Aim of the exercise — Turn the records below into a JSON list of strings, one string per line, starting at the first line and ending after the line containing "96), (158, 103)]". Skip blank lines and leave the pictures out.

####

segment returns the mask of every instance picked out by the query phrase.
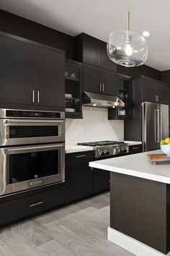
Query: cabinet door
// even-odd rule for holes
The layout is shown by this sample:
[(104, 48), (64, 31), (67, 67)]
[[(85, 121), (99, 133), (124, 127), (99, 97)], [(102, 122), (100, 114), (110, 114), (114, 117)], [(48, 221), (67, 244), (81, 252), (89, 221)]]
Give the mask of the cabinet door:
[(1, 36), (0, 56), (0, 103), (32, 105), (35, 46)]
[(101, 67), (101, 41), (92, 36), (82, 34), (83, 62)]
[(93, 193), (109, 189), (109, 171), (93, 168)]
[(103, 69), (116, 72), (116, 64), (112, 61), (108, 57), (107, 53), (107, 43), (101, 42), (102, 44), (102, 64), (101, 66)]
[(102, 92), (110, 95), (117, 95), (117, 78), (115, 74), (102, 73)]
[(84, 68), (84, 90), (93, 93), (102, 92), (101, 72), (95, 69)]
[(91, 158), (86, 158), (85, 153), (77, 156), (75, 156), (76, 161), (73, 162), (68, 162), (66, 158), (66, 202), (92, 195), (92, 171), (89, 167)]
[(168, 103), (168, 85), (156, 82), (156, 95), (158, 96), (158, 103)]
[(142, 101), (156, 102), (156, 82), (142, 78)]
[(54, 51), (37, 47), (36, 59), (37, 104), (64, 107), (64, 55)]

####

Result for this exercise —
[
  "segment returns the mask of every instance picked out by the query phrase.",
  "Query: cabinet door",
  "// even-odd rule for holes",
  "The layout is shown by this sample:",
  "[(104, 48), (64, 31), (67, 67)]",
  "[[(85, 121), (99, 133), (124, 127), (99, 97)], [(102, 122), (100, 114), (110, 114), (114, 117)], [(48, 221), (67, 244), (81, 252), (89, 221)]]",
  "Give the mask of the cabinet door:",
  "[(1, 36), (0, 56), (0, 103), (32, 105), (35, 46)]",
  "[(101, 67), (101, 41), (92, 36), (82, 34), (83, 62)]",
  "[(93, 193), (109, 189), (109, 171), (93, 168)]",
  "[(103, 69), (116, 72), (116, 64), (112, 61), (108, 57), (107, 53), (107, 43), (101, 42), (102, 44), (102, 64), (101, 66)]",
  "[(102, 92), (110, 95), (117, 95), (117, 78), (115, 74), (102, 73)]",
  "[(84, 68), (84, 90), (93, 93), (102, 92), (101, 72), (95, 69)]",
  "[(91, 158), (86, 158), (85, 153), (77, 156), (75, 156), (76, 161), (73, 162), (68, 162), (66, 158), (66, 202), (92, 195), (92, 171), (89, 167)]",
  "[(168, 103), (168, 85), (156, 82), (156, 95), (158, 96), (158, 103)]"
]